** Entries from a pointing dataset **
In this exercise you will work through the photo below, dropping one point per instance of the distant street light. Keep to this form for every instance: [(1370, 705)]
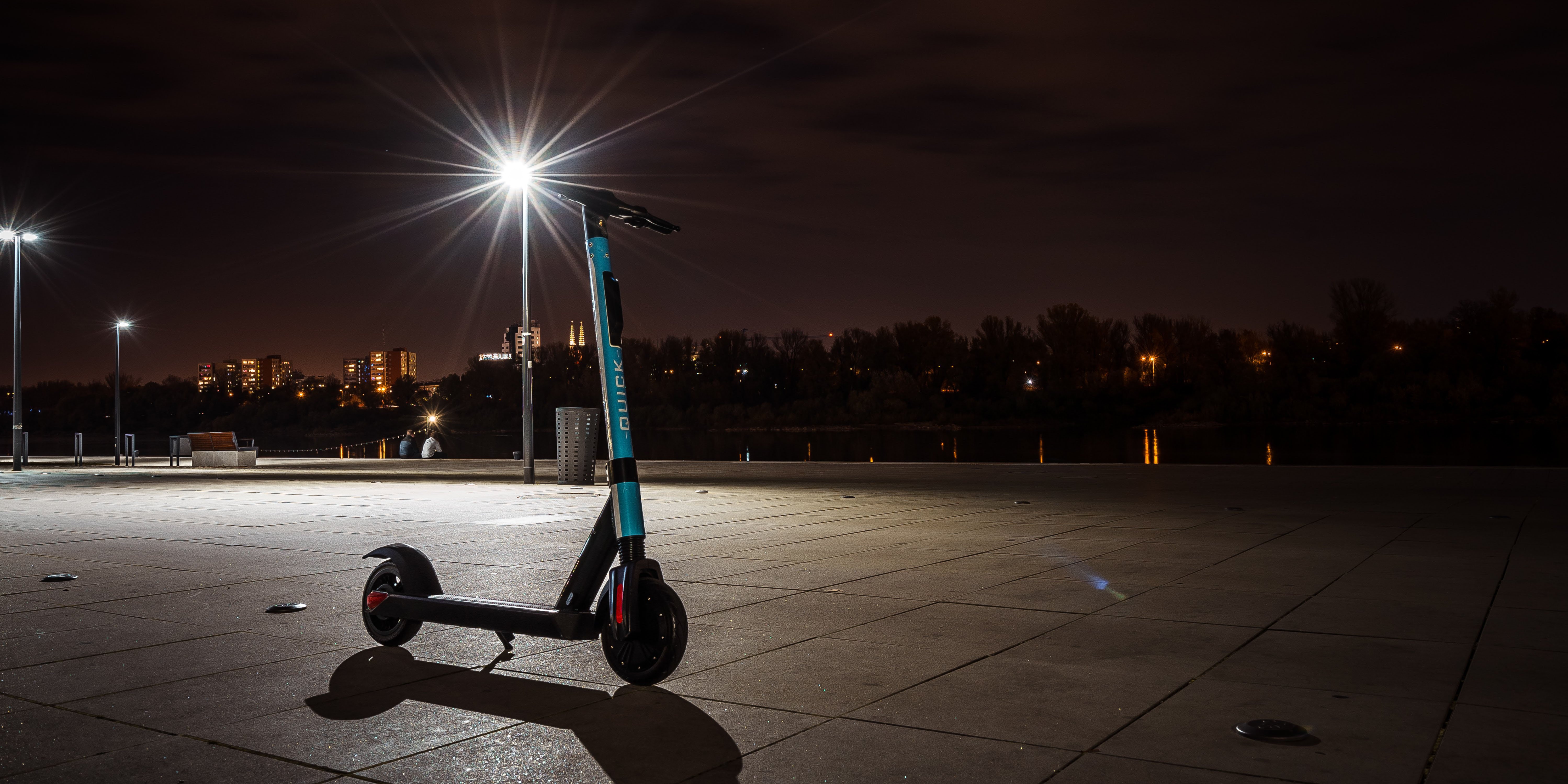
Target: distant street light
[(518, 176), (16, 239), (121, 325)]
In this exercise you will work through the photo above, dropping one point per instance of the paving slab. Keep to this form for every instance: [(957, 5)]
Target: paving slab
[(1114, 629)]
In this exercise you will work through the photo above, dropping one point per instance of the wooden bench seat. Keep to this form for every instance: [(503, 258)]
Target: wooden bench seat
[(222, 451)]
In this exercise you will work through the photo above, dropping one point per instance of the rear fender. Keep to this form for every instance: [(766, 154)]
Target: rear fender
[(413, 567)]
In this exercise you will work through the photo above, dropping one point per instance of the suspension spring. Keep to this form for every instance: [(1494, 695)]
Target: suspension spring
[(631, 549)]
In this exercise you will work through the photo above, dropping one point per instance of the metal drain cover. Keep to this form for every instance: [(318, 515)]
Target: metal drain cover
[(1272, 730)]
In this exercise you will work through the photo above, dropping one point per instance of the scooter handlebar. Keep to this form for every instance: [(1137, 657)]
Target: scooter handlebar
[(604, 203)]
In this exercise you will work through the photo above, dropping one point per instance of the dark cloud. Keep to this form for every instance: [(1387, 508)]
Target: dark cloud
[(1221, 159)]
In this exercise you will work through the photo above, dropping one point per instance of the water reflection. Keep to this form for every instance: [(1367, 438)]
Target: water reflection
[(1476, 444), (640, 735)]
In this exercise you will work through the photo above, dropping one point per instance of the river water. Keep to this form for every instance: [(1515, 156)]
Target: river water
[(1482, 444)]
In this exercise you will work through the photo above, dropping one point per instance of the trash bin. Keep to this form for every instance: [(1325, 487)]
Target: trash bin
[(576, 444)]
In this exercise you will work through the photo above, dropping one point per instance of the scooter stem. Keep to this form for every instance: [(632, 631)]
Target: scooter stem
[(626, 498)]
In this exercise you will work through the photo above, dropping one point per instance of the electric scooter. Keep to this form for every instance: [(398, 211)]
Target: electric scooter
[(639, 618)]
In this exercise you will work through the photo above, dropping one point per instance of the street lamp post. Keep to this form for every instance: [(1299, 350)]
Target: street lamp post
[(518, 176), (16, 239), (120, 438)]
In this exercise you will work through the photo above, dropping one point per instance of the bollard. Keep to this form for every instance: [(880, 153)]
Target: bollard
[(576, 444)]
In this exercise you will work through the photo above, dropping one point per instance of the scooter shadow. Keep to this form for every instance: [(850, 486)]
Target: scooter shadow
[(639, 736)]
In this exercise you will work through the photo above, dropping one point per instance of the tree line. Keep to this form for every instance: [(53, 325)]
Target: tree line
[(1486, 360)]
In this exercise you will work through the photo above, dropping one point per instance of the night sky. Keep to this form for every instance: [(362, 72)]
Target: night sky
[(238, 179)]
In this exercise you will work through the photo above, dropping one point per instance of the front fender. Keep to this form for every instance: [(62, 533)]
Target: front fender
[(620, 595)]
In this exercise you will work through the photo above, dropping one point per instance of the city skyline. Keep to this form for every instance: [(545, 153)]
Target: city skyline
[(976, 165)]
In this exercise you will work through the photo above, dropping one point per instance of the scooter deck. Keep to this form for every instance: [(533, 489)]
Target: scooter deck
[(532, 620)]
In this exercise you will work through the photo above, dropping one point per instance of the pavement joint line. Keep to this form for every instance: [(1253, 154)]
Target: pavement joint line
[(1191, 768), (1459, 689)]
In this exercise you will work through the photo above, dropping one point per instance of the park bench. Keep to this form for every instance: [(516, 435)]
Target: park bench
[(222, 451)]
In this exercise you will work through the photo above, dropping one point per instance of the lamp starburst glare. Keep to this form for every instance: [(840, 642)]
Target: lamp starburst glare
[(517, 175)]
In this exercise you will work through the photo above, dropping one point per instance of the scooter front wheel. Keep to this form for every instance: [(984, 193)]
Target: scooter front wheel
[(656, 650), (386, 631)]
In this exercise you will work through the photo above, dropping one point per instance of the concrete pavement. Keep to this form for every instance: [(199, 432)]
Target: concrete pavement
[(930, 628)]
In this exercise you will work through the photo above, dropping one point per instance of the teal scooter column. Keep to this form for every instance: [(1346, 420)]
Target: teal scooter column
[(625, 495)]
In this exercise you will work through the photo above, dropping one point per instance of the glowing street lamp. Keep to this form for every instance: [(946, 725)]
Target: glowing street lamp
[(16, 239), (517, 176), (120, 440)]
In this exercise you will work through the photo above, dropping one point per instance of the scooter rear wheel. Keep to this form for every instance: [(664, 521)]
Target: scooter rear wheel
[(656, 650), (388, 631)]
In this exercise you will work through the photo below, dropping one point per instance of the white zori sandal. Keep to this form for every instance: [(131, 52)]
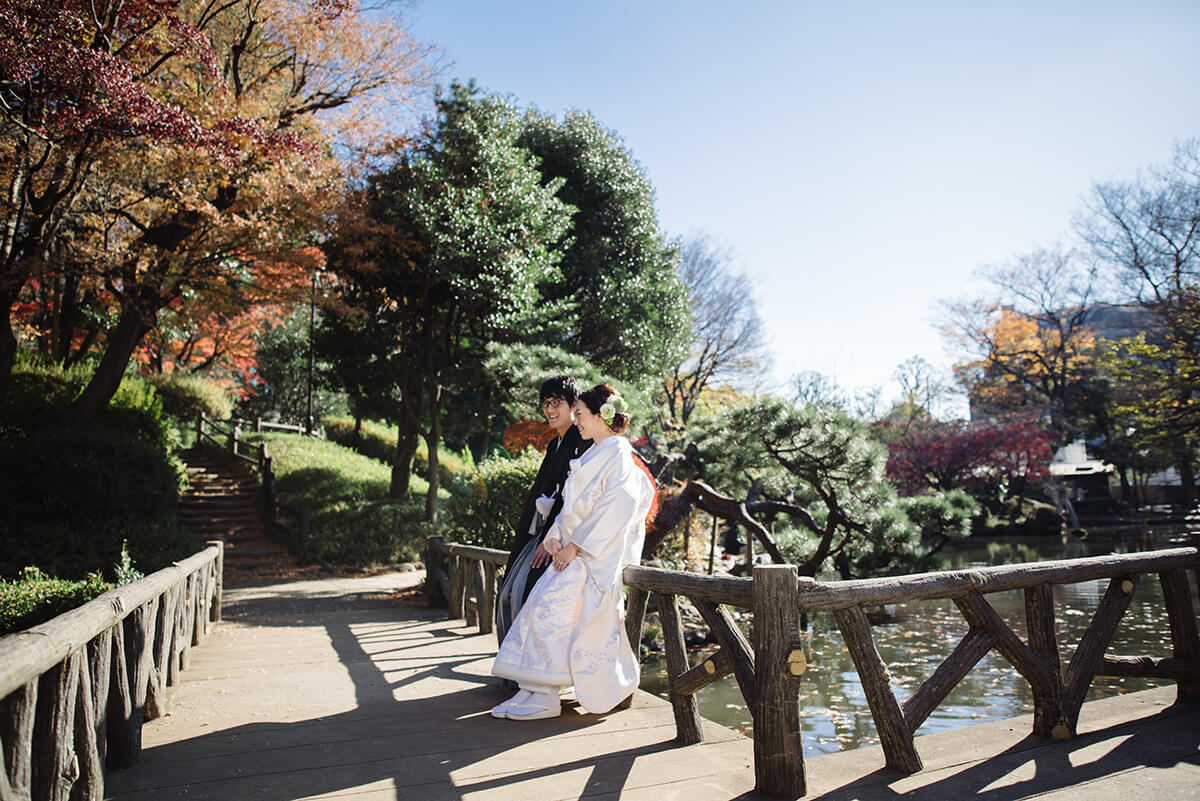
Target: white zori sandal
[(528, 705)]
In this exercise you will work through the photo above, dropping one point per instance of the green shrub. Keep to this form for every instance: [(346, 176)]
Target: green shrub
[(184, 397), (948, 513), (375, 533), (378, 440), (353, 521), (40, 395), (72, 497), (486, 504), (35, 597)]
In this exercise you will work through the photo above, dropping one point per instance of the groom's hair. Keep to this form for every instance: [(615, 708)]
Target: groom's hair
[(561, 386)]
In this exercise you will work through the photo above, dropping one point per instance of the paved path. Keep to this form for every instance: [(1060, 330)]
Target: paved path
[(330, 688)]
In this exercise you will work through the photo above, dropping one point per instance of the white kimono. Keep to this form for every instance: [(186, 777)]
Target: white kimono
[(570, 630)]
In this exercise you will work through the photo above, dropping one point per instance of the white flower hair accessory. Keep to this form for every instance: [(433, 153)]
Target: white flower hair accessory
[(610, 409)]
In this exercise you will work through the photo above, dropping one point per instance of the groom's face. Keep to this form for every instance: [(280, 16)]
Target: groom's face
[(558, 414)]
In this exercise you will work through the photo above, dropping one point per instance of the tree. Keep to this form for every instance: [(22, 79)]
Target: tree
==
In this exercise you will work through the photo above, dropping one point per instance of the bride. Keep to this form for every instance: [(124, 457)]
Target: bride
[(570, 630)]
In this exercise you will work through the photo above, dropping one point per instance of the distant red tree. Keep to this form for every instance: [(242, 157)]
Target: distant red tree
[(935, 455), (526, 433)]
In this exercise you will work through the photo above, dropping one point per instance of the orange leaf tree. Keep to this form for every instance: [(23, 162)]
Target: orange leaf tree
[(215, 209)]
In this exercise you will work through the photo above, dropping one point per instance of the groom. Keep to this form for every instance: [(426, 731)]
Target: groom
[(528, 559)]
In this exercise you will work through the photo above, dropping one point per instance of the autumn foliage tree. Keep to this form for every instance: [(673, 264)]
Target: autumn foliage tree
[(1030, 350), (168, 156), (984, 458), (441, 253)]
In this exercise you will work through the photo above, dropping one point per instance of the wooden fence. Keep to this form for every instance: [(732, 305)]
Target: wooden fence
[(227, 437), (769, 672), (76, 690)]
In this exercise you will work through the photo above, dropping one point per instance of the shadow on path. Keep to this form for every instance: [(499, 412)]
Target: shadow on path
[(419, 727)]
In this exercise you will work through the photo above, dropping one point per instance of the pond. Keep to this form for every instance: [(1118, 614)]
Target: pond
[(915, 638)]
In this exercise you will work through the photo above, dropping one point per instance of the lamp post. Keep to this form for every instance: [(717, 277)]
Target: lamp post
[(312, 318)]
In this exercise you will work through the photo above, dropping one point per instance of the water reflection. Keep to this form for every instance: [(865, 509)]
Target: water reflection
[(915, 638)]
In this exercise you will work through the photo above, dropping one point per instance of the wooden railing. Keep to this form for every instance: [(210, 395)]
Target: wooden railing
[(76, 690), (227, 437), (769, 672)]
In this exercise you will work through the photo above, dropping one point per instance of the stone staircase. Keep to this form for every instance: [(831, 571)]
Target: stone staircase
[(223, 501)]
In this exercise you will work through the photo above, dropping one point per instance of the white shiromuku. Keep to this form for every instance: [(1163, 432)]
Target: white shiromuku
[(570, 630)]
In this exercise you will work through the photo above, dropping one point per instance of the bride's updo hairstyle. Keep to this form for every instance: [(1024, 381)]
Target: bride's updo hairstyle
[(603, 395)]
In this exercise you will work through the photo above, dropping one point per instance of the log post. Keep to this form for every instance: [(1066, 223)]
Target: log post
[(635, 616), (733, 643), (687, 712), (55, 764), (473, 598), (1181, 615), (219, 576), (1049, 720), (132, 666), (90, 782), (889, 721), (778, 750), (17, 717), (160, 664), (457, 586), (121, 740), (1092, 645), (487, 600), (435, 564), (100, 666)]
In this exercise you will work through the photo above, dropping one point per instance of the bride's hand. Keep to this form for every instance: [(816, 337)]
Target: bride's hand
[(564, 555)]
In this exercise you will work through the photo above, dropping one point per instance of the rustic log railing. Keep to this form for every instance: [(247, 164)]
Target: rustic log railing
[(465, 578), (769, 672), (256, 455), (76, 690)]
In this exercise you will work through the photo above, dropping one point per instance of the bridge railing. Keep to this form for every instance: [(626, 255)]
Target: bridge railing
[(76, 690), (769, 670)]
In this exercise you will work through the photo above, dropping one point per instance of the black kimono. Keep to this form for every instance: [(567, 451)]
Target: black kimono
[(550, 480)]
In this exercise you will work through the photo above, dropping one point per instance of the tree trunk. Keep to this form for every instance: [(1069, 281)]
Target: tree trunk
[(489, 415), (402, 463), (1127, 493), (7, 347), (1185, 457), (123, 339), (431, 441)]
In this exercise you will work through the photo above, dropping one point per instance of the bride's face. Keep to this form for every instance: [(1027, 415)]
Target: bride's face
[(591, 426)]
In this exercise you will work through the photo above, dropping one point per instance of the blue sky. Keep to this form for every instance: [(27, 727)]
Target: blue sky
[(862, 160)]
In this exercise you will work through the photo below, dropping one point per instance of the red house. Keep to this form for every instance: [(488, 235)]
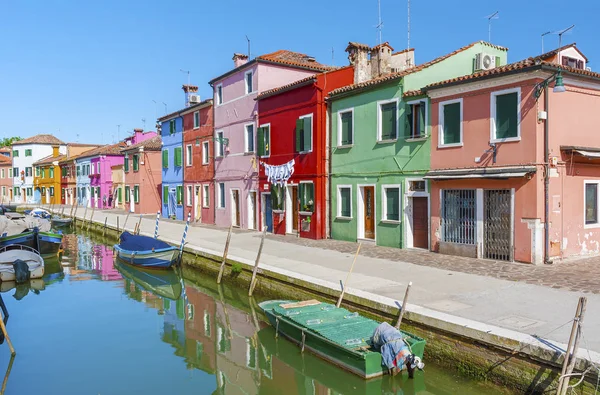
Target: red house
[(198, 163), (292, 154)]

** TASK DIRECTIONS **
Please repeat the part of the material above that opens with the line containing "instance: [(1370, 705)]" and closes with the line containing "[(1476, 444), (640, 735)]", with both of those lines included. Leave the pictures out of your answer.

** WORKED ANSWER **
In this exercise you will work through the photo below, dropping one point per instance of the distant street light. Keep to this form for every instance: [(1370, 705)]
Target: distant street light
[(518, 176), (16, 239), (121, 325)]
In this exercise you will work through the photo above, dropping one point per instance of the paving slab. Keep to this form for every instance: [(957, 5)]
Target: paving slab
[(1114, 629)]
In this exercise you will work through the photo above, dropping one point per instance of the wooden bench seat. Keep to this form for every instance: [(503, 258)]
Target: wooden bench seat
[(222, 451)]
In this exercise you will work through the photo above, dropping one point per instance of the rear fender. Keep to this form for every instance: [(766, 154)]
Target: rear fender
[(413, 567)]
In this exercise you will work through the photo above, dropping one point per instance of the suspension spring. Keep to this form for every instance: [(1494, 695)]
Target: suspension spring
[(631, 549)]
In this exercise you will work through the photo above, dropping one point per instance of the metal drain cover. Keep to this form for every instance: [(318, 515)]
Target: metal drain cover
[(1272, 730)]
In this exercise you will work through the photo above, dropping one point per instance of the scooter handlebar. Keep to this form for every instance: [(1137, 657)]
Target: scooter handlebar
[(604, 203)]
In this exercise you will work through the photo above, dropping one point per instance of the dark cloud. Keep to this form for every instance: [(1387, 508)]
Target: dark cloud
[(1221, 159)]
In this exercise you will work through the photo above, dropping one point per instance of the water reflection. Keep to this form for every instance: [(1367, 438)]
Target: water reflection
[(1476, 444), (640, 735)]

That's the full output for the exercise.